I.Media - published on 11/17/22

Also in today's headlines: Chaplains in the Antarctic and 9 things Catholics can't do at Qatar World Cup

Every day, Aleteia offers a selection of articles written by the international press about the Church and the major issues that concern Catholics around the world. The opinions and views expressed in these articles are not those of the editors.

Thursday 17 November 2022
1. The Latin Mass finds a new American audience, despite Pope’s directives 
2. Hong Kong, Bishop Chow: The national security law must define clear boundaries
3. World Cup: nine things a Catholic cannot do if he goes to Qatar
4. Diving into the “tabernacles of Antarctica”

Source excerpt:
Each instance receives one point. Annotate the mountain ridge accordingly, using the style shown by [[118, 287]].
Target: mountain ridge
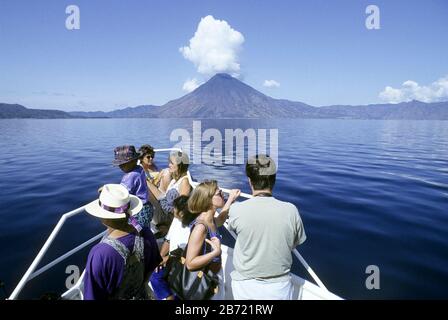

Written tasks:
(a) Using the Aleteia headlines above, answer each question on its own line:
(i) Whose opinions and views does the text say the articles do not express?
(ii) What full date is given above the numbered list?
(iii) In which country does the third headline place the World Cup?
(b) Return the part of the Aleteia headlines above that opens with the words containing "Also in today's" and closes with "of the editors.".

Results of the tasks:
(a)
(i) The editors
(ii) Thursday 17 November 2022
(iii) Qatar

(b)
Also in today's headlines: Chaplains in the Antarctic and 9 things Catholics can't do at Qatar World Cup

Every day, Aleteia offers a selection of articles written by the international press about the Church and the major issues that concern Catholics around the world. The opinions and views expressed in these articles are not those of the editors.